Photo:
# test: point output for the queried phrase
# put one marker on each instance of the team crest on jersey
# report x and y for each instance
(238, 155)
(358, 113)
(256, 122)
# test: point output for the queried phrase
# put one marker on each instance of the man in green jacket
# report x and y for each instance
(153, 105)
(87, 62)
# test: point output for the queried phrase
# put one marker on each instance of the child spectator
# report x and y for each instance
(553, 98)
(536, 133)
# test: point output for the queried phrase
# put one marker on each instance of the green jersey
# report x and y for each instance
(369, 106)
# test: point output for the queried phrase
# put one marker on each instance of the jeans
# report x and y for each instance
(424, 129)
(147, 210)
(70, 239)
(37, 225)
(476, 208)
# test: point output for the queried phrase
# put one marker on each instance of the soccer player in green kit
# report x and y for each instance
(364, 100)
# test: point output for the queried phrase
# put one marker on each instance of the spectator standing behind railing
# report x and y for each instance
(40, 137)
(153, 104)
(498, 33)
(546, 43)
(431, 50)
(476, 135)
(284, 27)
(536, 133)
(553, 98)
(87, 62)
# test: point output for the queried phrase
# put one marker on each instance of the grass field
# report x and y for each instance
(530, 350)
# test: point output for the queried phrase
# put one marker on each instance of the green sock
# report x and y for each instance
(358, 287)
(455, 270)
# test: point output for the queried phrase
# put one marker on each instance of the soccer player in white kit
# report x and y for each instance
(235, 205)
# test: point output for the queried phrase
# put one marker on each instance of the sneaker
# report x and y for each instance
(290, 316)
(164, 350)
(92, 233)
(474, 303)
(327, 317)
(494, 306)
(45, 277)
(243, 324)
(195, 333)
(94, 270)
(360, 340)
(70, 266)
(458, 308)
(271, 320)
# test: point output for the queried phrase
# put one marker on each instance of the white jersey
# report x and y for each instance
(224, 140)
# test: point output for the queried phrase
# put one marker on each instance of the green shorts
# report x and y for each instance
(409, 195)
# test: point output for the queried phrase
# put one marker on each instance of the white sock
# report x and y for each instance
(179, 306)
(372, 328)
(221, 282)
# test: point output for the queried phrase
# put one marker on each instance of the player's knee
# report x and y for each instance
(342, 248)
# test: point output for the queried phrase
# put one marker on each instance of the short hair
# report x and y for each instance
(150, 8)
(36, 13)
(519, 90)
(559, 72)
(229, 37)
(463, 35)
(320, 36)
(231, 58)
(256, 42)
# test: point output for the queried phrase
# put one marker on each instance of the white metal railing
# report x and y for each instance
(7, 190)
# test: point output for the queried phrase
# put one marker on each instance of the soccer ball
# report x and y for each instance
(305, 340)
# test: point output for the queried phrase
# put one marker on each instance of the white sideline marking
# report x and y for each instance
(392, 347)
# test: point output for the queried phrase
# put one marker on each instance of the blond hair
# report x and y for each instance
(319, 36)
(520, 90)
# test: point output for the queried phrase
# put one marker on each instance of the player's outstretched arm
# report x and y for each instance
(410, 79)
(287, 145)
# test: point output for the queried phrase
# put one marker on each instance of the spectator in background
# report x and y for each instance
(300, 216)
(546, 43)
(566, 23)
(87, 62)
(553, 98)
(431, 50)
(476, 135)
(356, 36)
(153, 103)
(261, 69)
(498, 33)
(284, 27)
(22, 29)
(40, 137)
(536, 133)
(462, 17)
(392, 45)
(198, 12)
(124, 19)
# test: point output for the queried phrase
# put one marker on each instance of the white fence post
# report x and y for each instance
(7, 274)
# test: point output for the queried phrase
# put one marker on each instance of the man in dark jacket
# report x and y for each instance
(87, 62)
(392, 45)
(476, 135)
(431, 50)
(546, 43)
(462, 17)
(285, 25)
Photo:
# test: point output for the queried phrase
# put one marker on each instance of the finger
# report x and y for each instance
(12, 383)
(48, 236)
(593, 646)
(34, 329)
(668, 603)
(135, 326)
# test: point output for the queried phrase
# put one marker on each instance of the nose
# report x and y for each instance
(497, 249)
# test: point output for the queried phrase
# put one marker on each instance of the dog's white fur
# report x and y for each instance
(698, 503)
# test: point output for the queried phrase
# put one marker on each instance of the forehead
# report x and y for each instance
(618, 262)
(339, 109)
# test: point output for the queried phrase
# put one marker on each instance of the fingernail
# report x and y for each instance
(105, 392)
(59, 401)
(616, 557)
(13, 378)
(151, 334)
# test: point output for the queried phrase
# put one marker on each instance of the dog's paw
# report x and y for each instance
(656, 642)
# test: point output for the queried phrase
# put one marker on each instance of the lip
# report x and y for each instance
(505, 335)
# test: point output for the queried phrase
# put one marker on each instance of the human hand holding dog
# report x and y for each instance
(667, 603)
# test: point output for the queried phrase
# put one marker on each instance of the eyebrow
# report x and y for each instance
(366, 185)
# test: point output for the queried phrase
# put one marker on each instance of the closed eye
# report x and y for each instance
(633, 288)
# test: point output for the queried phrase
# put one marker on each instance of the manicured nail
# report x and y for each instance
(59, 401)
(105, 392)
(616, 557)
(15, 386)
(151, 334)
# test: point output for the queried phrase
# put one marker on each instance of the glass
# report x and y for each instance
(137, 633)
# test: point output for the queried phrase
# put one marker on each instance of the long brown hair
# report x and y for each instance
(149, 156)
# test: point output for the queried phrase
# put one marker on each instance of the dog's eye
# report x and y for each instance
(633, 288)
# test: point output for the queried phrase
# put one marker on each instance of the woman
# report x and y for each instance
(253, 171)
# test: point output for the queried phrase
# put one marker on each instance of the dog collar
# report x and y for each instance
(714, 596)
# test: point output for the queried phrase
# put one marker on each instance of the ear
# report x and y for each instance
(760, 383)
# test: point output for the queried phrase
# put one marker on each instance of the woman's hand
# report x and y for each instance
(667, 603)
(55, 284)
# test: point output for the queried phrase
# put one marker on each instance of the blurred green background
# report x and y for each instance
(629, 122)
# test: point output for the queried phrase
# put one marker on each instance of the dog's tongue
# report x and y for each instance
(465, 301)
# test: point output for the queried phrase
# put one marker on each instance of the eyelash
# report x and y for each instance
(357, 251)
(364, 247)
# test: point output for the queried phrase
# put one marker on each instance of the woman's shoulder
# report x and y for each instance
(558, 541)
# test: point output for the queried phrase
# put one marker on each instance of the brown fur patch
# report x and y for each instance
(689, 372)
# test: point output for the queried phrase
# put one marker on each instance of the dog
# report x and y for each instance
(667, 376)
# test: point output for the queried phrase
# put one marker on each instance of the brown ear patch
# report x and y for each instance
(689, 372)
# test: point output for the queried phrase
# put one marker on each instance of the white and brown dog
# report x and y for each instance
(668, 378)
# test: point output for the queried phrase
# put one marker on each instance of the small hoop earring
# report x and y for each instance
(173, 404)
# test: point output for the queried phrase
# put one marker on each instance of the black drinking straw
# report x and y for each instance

====

Challenge
How many lines in the items above contain the word "woman"? Matching is case-sensitive. Reply with the number alone.

Correct response
3